• EXERCISE PROMPT: Looking at the entries below, state how many lines contain the word "with". Give the number alone.

• SUPPLIED RECORDS:
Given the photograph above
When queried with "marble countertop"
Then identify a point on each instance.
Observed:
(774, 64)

* * *

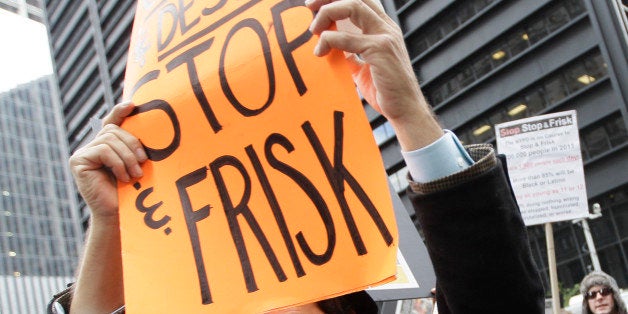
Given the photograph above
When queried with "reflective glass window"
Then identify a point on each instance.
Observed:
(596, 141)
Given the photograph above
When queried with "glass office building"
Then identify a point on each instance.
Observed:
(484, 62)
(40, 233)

* * *

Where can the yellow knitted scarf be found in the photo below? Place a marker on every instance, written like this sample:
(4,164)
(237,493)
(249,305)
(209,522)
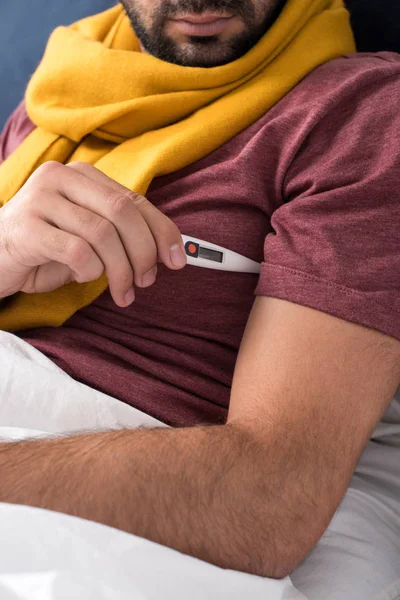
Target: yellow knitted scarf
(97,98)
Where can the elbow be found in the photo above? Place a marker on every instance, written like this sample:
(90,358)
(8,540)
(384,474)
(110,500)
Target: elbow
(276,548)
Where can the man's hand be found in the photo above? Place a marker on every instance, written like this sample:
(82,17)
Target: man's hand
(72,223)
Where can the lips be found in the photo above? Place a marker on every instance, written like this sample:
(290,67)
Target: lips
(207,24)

• RESPONSE BELOW: 3